■ Your goal
Can you copy the material below word for word, keeping every line and its line breaks unchanged?

■ Entries
========================================

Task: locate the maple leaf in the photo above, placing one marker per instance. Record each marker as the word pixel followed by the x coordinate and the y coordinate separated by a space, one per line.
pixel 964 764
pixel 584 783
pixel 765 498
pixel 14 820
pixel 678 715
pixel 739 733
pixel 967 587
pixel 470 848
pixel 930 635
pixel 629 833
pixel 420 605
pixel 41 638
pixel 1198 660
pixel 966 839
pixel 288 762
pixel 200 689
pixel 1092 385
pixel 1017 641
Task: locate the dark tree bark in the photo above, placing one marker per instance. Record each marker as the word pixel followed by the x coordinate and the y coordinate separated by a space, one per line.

========================================

■ Completed exercise
Task: locate the maple leaf in the photo above, placing one marker per instance. Record each marker as the word pixel followed by the x coordinate and the y coordinate separated by a space, one per line.
pixel 964 764
pixel 584 783
pixel 765 498
pixel 14 820
pixel 678 715
pixel 739 733
pixel 967 587
pixel 470 848
pixel 930 635
pixel 629 833
pixel 420 605
pixel 41 638
pixel 1198 660
pixel 966 839
pixel 288 762
pixel 200 689
pixel 1092 385
pixel 1017 641
Task: locate the dark tree bark in the photo above, placing one marker per instance. Record each marker as the word pixel followed by the x coordinate and the y coordinate separated by a space, one per line.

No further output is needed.